§ **Records for this exercise**:

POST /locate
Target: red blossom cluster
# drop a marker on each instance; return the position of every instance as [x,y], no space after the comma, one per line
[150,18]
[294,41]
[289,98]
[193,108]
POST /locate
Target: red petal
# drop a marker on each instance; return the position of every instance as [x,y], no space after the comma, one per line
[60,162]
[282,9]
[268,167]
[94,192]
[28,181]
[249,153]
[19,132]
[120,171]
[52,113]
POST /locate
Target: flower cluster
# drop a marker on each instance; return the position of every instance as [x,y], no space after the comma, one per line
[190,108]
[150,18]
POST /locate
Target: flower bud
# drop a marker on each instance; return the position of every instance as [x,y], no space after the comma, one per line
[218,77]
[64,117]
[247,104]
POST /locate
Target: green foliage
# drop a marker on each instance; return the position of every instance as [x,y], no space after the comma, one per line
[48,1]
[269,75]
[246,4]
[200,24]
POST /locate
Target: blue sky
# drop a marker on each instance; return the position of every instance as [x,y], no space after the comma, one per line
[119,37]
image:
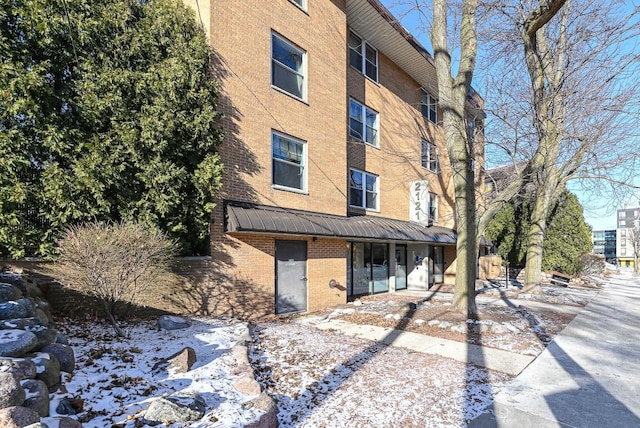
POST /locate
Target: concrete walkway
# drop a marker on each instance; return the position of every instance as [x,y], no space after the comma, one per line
[495,359]
[589,376]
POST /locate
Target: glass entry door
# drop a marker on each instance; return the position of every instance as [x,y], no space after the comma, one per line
[401,267]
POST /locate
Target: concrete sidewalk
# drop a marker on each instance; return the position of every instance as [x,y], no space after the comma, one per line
[589,376]
[495,359]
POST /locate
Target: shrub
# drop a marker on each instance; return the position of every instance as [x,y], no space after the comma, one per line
[115,262]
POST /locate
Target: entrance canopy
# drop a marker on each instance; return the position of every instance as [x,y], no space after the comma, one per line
[253,218]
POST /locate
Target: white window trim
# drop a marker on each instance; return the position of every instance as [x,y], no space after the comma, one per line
[363,120]
[363,53]
[303,164]
[429,98]
[364,190]
[303,73]
[427,167]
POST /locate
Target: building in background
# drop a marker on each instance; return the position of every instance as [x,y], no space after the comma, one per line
[604,243]
[336,180]
[627,231]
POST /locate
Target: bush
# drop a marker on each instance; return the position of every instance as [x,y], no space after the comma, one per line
[115,262]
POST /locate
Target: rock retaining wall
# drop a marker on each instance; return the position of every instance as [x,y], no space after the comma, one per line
[33,354]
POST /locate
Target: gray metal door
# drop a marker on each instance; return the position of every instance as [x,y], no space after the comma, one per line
[291,276]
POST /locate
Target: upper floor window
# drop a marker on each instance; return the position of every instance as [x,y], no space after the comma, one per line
[288,162]
[429,156]
[363,123]
[363,190]
[288,67]
[429,106]
[363,57]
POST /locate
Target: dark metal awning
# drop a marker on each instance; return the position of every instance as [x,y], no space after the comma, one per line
[253,218]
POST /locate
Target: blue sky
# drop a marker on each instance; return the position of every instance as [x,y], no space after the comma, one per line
[599,212]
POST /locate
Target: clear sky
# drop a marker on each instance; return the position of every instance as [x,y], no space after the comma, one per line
[599,212]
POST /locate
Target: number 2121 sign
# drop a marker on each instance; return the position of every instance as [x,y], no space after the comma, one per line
[419,202]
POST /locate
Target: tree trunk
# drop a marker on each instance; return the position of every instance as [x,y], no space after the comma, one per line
[460,148]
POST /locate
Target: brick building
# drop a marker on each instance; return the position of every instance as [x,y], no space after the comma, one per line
[336,180]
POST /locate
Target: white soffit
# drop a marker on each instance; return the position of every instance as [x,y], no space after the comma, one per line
[367,21]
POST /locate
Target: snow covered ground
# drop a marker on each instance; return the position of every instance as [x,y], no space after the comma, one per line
[116,380]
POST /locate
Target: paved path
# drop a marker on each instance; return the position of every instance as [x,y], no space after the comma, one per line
[589,376]
[495,359]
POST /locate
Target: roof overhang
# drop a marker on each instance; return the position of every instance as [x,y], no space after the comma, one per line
[372,21]
[242,217]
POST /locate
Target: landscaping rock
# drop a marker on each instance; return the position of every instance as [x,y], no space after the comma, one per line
[182,361]
[11,392]
[178,407]
[9,292]
[170,322]
[269,419]
[21,308]
[21,368]
[247,385]
[64,354]
[37,396]
[47,368]
[18,417]
[16,343]
[61,338]
[20,323]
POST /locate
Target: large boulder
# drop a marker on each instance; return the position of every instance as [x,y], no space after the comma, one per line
[20,368]
[64,354]
[171,322]
[9,292]
[21,308]
[47,368]
[37,396]
[18,417]
[11,392]
[178,407]
[16,343]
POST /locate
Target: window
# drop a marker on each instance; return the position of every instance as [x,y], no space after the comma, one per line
[429,156]
[429,107]
[302,4]
[363,57]
[433,207]
[363,190]
[287,67]
[288,162]
[363,123]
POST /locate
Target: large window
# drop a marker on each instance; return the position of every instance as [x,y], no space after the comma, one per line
[289,161]
[429,107]
[429,156]
[363,190]
[363,57]
[288,67]
[363,123]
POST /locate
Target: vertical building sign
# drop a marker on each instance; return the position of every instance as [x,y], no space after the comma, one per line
[419,202]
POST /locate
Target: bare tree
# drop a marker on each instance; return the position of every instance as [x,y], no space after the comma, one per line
[454,94]
[634,238]
[575,120]
[116,263]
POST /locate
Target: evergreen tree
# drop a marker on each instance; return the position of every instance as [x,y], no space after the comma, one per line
[107,112]
[568,236]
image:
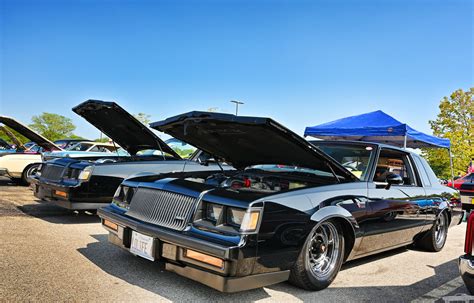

§ **What this task involves**: From the material above, reproduce only what runs from the line holding "Target: flower bud" down to the line holding "Target: gray metal door", both included, pictures excluded.

§ **Output of the task**:
Target: flower bud
# drop a marker on each instance; return the position of every instance as [x,y], no space after the comma, one per line
[218,77]
[64,117]
[247,104]
POST /locate
Target: green foliage
# drop a marker on each instance; return the position of every instance as [x,y], no space after the comma, one per line
[48,1]
[269,75]
[246,4]
[200,24]
POST /locate
Target: blue sky
# drop a marker on each instance; return the position of every instance as [x,y], no space after the comma, one per line
[119,37]
image:
POST /locate
Target: concrete walkway
# drop a marker on each instance; return the position of every instance as [x,y], no space after the comma, one per line
[495,359]
[589,376]
POST /locate
Target: glass entry door
# drop a marker on each instance; return the position of every instance as [x,y], no space after the comma, one per line
[401,267]
POST /locate
Target: concrete sidewalk
# drop a marker on each instance; return the position of every instance as [x,y], no space after the comma, one per line
[589,376]
[495,359]
POST /locate
Target: shrub
# drop a marker on each instance; return the position of every instance as [x,y], no space after the comma, one per line
[115,262]
POST /locate
Target: entrance canopy
# drop a marker on each instance; return the position of every instance as [x,y], no space after the comma, one per line
[253,218]
POST /locate
Target: white window trim
# drop a marker on each instance; return the position of every instance as [x,y], no space after the comma, one per line
[363,120]
[363,53]
[303,164]
[429,98]
[364,190]
[303,73]
[427,167]
POST /locate
Target: building in background
# drop a marker on each instance; return the position of every instance as [x,y], no space after the comma, one per line
[604,243]
[336,180]
[627,231]
POST /locate
Target: bush
# drop a marker on each instance; return the position of every instance as [x,y], no space after the comma, one per line
[115,262]
POST /locate
Target: rock retaining wall
# drop a marker on each instance; return the position of every instance as [x,y], no space after the comma, one per line
[33,354]
POST /locate
Target: gray metal door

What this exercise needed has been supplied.